Work to do → Return verbatim the lines of the data below, from the line containing "Planogram-check task. Target: orange tropical" through the end of the data.

[Begin Records provided]

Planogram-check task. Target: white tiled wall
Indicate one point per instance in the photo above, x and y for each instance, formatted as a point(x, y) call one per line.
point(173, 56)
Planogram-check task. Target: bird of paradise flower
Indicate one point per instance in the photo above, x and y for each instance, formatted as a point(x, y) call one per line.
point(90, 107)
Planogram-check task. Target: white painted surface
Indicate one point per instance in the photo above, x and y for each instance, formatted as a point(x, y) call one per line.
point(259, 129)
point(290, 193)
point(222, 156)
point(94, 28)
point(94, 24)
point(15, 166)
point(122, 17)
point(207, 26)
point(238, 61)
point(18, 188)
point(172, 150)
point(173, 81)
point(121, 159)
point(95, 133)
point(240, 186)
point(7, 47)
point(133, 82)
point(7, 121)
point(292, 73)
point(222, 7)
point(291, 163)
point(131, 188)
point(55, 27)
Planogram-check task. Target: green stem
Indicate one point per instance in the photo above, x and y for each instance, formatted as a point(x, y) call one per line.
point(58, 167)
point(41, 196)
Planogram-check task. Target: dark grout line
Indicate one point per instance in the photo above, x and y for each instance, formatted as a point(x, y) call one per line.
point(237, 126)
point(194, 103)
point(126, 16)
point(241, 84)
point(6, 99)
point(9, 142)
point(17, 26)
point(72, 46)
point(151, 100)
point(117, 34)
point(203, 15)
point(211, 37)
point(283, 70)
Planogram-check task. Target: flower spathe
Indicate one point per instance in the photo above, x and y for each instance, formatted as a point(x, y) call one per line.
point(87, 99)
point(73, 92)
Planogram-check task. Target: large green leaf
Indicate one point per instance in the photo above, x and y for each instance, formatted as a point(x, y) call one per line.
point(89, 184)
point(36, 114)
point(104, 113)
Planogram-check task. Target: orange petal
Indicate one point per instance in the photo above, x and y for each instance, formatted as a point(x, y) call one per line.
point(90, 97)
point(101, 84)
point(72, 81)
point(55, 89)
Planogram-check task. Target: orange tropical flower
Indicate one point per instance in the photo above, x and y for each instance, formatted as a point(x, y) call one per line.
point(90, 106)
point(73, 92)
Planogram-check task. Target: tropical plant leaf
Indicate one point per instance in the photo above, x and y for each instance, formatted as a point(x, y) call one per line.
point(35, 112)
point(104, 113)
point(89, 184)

[End Records provided]

Solution below →
Planogram-check task. Target: orange tropical flower
Indicate one point per instance in the photo above, x and y for each instance, formatted as a point(x, y) call one per line.
point(90, 106)
point(73, 92)
Planogram-check task. Target: tropical plant leaf
Indicate one point per instance in the photo above, x and y for each instance, formatted as a point(x, y) call one per line.
point(35, 112)
point(104, 113)
point(89, 184)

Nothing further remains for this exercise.